Given instruction:
Reproduce the data below, replacing every occurrence of "keypoint" with "marker point" and leaving everything else unchanged.

** START OF Data provided **

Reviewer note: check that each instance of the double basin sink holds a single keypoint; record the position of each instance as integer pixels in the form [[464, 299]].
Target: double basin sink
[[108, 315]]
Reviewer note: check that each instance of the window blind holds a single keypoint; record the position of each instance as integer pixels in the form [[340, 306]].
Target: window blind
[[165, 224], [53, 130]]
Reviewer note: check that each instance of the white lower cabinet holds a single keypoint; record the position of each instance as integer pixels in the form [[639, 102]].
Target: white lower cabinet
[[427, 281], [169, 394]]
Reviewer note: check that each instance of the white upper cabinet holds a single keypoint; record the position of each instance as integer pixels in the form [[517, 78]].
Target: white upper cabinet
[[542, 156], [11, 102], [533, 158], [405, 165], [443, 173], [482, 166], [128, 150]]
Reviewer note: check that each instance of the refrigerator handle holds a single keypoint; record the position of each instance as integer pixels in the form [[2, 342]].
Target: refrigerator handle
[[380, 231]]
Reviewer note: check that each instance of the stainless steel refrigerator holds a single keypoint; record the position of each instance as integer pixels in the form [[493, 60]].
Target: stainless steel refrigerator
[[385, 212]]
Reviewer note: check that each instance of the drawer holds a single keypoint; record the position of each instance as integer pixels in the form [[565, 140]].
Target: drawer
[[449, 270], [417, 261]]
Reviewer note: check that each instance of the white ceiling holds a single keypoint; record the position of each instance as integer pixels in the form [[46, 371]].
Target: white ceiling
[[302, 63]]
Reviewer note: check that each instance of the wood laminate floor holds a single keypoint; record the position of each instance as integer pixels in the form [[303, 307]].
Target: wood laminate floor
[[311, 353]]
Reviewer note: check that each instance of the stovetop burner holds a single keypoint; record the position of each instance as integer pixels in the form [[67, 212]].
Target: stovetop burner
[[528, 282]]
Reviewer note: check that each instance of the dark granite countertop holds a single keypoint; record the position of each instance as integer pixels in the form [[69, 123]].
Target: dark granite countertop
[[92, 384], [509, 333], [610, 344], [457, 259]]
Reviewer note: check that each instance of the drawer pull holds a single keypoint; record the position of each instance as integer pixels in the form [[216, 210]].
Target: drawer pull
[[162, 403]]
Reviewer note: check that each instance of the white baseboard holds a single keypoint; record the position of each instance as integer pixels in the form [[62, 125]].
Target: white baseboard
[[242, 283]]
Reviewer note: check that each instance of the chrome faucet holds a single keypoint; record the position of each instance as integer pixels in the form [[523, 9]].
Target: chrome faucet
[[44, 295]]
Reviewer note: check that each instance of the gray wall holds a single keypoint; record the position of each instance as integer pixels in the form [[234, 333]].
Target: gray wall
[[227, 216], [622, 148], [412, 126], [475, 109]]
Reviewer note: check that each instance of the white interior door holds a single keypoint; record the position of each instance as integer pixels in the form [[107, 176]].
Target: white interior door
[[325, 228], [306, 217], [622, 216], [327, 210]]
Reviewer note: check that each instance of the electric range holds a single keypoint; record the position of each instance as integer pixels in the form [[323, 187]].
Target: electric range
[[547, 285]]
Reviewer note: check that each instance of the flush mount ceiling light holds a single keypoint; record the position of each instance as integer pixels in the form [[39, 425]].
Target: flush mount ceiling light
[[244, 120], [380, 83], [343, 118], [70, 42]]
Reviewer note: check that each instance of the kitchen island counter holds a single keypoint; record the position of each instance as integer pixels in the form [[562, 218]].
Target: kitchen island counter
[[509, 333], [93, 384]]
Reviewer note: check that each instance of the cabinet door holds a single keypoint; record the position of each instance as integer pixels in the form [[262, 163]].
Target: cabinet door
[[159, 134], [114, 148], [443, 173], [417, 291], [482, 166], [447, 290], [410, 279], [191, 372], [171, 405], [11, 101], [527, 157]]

** END OF Data provided **

Result of the task:
Reviewer note: check that each instance of the double basin sink holds a single marker point; record the position of each instance as integer pixels in the form [[464, 299]].
Target: double basin sink
[[108, 315]]
Reviewer note: check that each instance of the window blind holds a single marker point; record the position of each instance as integer pixels in the form [[340, 306]].
Target: window blind
[[165, 224], [53, 130]]
Reviewer note: check that each instance of the white lower cabinet holds a single marker point; record the position of each instance as integer pixels in the form [[639, 102]].
Target: white lower cabinet
[[427, 281], [169, 394]]
Reviewer note: check that each instance of the white upper cabinet holds a single marker point; record the position of each instance as integer pixels in the form [[517, 78]].
Target: white upper cabinet
[[542, 156], [11, 102], [533, 158], [405, 165], [443, 173], [482, 166], [128, 150]]
Reviewer note: check that each instance of the refrigerator handle holds a single marker point; record the position of each instance as integer pixels in the form [[2, 342]].
Target: refrigerator handle
[[380, 231]]
Reviewer note: check that each instance of the stainless steel refrigerator holds a single marker point; record the position of each instance as integer pixels in the form [[493, 60]].
Target: stainless steel refrigerator
[[385, 212]]
Reviewer note: check that each instance of the drawer holds a single marker point; record the position of each instance as integer pixels in the form [[565, 140]].
Target: drawer
[[449, 270], [417, 261]]
Reviewer note: check that each instance of the white ceiling holds a single marker point; record the position of each instance as integer pixels in the form [[46, 371]].
Target: white ceiling
[[302, 63]]
Reviewer note: check that each instance of the wood laminate floor holds a single marker point; record the position of each instance as integer pixels in the form [[303, 307]].
Target: wood laminate floor
[[311, 353]]
Reviewer note: check that each instance of the stovetop burner holds a single marker point; record the position of each instance as integer pixels in the form [[67, 212]].
Target: stovetop burner
[[528, 282]]
Reviewer note: check that each instance of the dark granite countertop holds a single marker point; record the position of each instance as integer pixels in the form [[69, 123]].
Target: dark granite countertop
[[92, 384], [509, 333], [610, 344], [457, 259]]
Reviewer note: check that each instance of the drawer pull holds a single marker point; record the position of each instance as integer pixels in the form [[216, 210]].
Target: drawer pull
[[162, 403]]
Reviewer note: check that each instance of the white baseboard holds a single marker point; record the position of each instance as integer pixels in the form [[62, 125]].
Target: white baseboard
[[242, 283]]
Reviewer note: check that each instance of the chrome faucet holds a single marker point; record the position of each instance as integer pixels in the form [[523, 9]].
Target: chrome faucet
[[44, 295]]
Reviewer note: check that each instance of the gray wall holds a single marker point; record the position of each instance as integer pixels in the form [[234, 333]].
Target: gray wall
[[227, 216], [622, 148], [412, 126], [475, 109]]
Reviewer note: check that each instance of the white interior door holds a single marker point; record the position of each instance as integer pixels in the form [[107, 176]].
Target: white interior door
[[325, 228], [306, 217], [622, 216], [327, 210]]
Reviewer note: check that each instance of the electric range holds a single marker point; record the position of each instance as integer pixels in the form [[323, 187]].
Target: electric range
[[547, 285]]
Reviewer note: check that each instance of the flush mount ceiling light holds a single marker point; record the position of each instance as integer pixels in the form [[39, 425]].
Target: flush mount ceiling light
[[244, 120], [380, 83], [343, 118], [70, 42]]
Reviewer note: check that each instance of the kitchen island counter holds a single marker point; record the position of each instance as integer pixels in the form [[562, 218]].
Target: kitchen island counter
[[509, 333], [93, 384]]
Reviewer note: check that each instance of the cabinet door holds a single marker point; record the position of each instance as integer pixels in the form [[262, 163]].
Target: cabinet door
[[159, 134], [114, 148], [443, 173], [417, 291], [482, 166], [447, 290], [410, 279], [191, 372], [171, 405], [11, 101], [527, 157]]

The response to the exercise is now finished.